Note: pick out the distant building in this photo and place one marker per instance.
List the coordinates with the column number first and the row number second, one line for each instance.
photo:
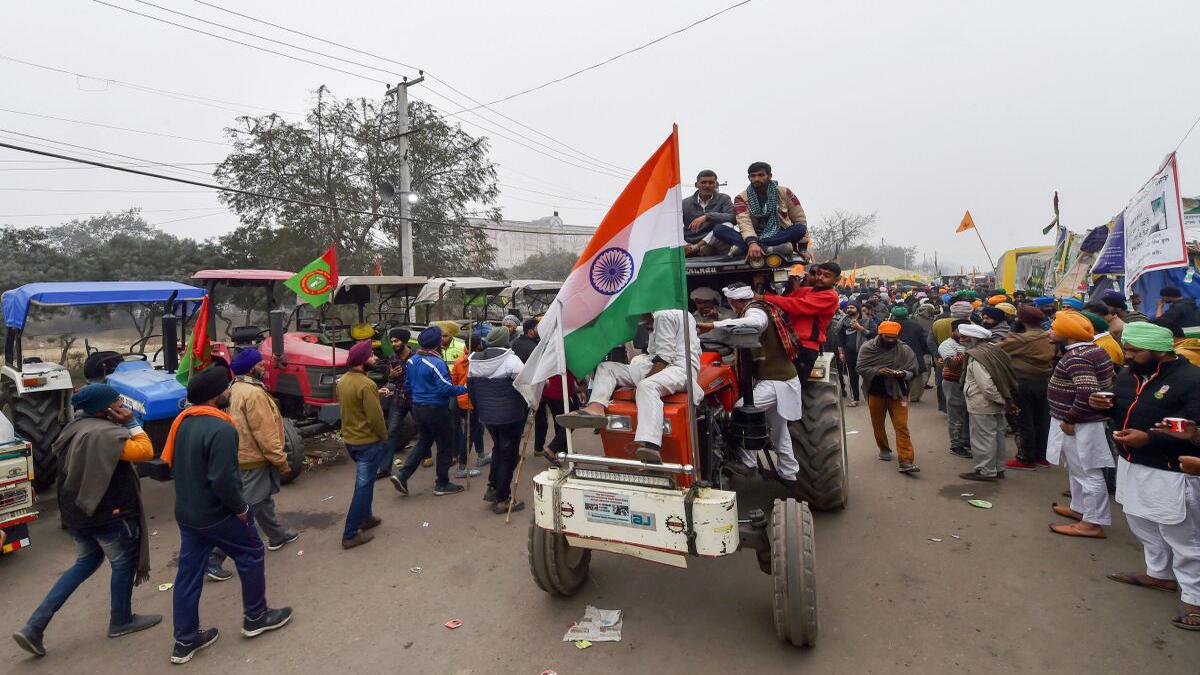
column 521, row 239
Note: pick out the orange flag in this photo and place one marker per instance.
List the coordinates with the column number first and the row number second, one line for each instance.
column 967, row 223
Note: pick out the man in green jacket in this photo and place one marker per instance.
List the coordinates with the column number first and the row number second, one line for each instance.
column 365, row 434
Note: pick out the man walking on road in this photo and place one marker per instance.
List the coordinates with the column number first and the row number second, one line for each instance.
column 888, row 366
column 1077, row 429
column 365, row 434
column 211, row 512
column 100, row 502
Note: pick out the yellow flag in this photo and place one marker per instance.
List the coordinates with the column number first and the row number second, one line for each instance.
column 967, row 223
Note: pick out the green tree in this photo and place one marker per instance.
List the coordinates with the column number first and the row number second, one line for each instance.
column 337, row 156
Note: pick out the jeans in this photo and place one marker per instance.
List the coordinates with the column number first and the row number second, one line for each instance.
column 435, row 425
column 366, row 465
column 505, row 453
column 119, row 543
column 732, row 236
column 240, row 542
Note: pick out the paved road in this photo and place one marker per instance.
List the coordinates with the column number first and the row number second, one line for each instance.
column 1008, row 596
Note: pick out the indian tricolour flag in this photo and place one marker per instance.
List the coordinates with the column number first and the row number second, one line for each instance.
column 633, row 266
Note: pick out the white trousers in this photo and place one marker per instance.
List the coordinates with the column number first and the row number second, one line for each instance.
column 765, row 395
column 649, row 392
column 1173, row 551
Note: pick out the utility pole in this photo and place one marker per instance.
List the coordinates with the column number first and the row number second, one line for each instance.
column 405, row 187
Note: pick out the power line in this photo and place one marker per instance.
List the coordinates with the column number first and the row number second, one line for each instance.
column 247, row 192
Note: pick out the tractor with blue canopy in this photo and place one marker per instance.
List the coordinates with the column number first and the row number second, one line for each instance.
column 36, row 394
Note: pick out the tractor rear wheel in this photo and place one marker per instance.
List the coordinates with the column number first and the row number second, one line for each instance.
column 793, row 573
column 558, row 567
column 819, row 442
column 37, row 418
column 293, row 447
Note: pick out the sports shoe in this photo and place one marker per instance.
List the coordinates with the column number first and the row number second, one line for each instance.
column 447, row 489
column 287, row 539
column 137, row 622
column 217, row 573
column 185, row 651
column 400, row 482
column 30, row 639
column 270, row 620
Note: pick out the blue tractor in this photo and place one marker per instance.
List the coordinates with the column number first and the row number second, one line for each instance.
column 36, row 394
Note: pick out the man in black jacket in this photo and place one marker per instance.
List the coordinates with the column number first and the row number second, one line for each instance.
column 1161, row 502
column 211, row 512
column 101, row 506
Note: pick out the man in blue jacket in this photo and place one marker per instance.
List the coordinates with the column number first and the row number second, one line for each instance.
column 429, row 381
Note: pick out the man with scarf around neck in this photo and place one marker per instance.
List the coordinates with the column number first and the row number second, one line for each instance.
column 887, row 368
column 1078, row 434
column 767, row 214
column 211, row 512
column 1161, row 502
column 100, row 502
column 989, row 388
column 777, row 387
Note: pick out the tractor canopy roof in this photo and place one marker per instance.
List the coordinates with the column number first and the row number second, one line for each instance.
column 73, row 293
————
WHAT IS BEING ASKED :: Render the records above word for word and leave the pictures out.

FINISHED TASK ::
Note: pick out the distant building in this photo and place one marker per instance.
List the coordinates with the column number first and the row number second, one line for each instance.
photo:
column 521, row 239
Note: pick out the orange flag in this photo and place one marker per instance.
List the coordinates with the column number first and the row number second, one line for each instance.
column 967, row 223
Note: pick out the man in green jacket in this photo and place one marker per instance.
List the coordinates with the column number first and the row number second, one line for each instance.
column 365, row 434
Note: pick out the man walking on road in this photo and place one marker per instance.
List the coordinates with the column number first and the row number second, one line for each instance.
column 888, row 366
column 1077, row 429
column 365, row 434
column 211, row 512
column 100, row 502
Note: pick out the yellow flag in this photo and place one marker per instance.
List the coordinates with the column number first and the row number second, one line for each instance.
column 967, row 223
Note: pick out the green tree in this photo and place one marker per instance.
List the coordinates with the column number first and the row number second, one line for each instance.
column 337, row 156
Note: pick out the jeans in this photo and place one marker per instance.
List the coordinates with the column number first and the row number second, one line for each instance.
column 435, row 425
column 366, row 465
column 505, row 453
column 119, row 543
column 732, row 236
column 240, row 542
Note: pick out the paved road in this photo and place one marker per instance.
List the coordinates with the column number first and the row number second, one line for each instance.
column 1008, row 596
Note: pick out the indian tricolour flag in this photo and place one marker per instance.
List the coordinates with the column number first and the row number second, one line for each instance.
column 633, row 266
Note: pick out the white trousers in this photo and place one marker per instance.
List the coordinates with the column number first and the row number second, one line for each instance.
column 765, row 395
column 649, row 392
column 1173, row 551
Note: pick out the utility pole in this photo and place one marker per instance.
List the coordinates with the column number first and the row number second, one line for each instance.
column 405, row 187
Note: pick out the power line in this photo and place one marker per instance.
List the coordinates with the column number first and the row number second, one line for each instance.
column 247, row 192
Note: pick out the tractor with blue canopy in this photo and place one marker per instance.
List the coordinates with the column number first and the row number second, one line for each instance.
column 36, row 394
Note: pick out the tractor rear wheel in this photo and place one marker per instance.
List the coordinates with the column number first and the row number second, one line for each instance.
column 793, row 573
column 558, row 567
column 819, row 442
column 37, row 418
column 293, row 447
Note: pick out the sports shoe in this photo and place one marker per instance.
List the coordinates with the column number first and the row number second, one line for each instance.
column 447, row 489
column 287, row 539
column 137, row 622
column 217, row 573
column 185, row 651
column 400, row 482
column 30, row 639
column 270, row 620
Note: pick out the blue tractor in this photo and place one marker per instance.
List the coordinates with the column number first and the row number second, one line for each instance.
column 36, row 394
Note: pick out the man in black jacket in this photo and place one marker per instance.
List the coordinates with the column number first and the row number second, one line for each instance.
column 1161, row 502
column 211, row 512
column 101, row 506
Note: pick out the man in blue jacket in this photo and place one marker per instance.
List the coordinates with the column number first and the row number second, one line for each instance.
column 429, row 381
Note: pick out the man with scarf around neck in this photo and place one marker per instance.
List the coordinates with the column number first and the row number second, one line for each instance.
column 887, row 368
column 1078, row 434
column 767, row 214
column 211, row 512
column 1161, row 502
column 100, row 502
column 989, row 388
column 777, row 387
Note: pick out the tractor canopy roof in this photo and place one marker per instance.
List the coordinates with the column number first and the row number second, one line for each instance.
column 73, row 293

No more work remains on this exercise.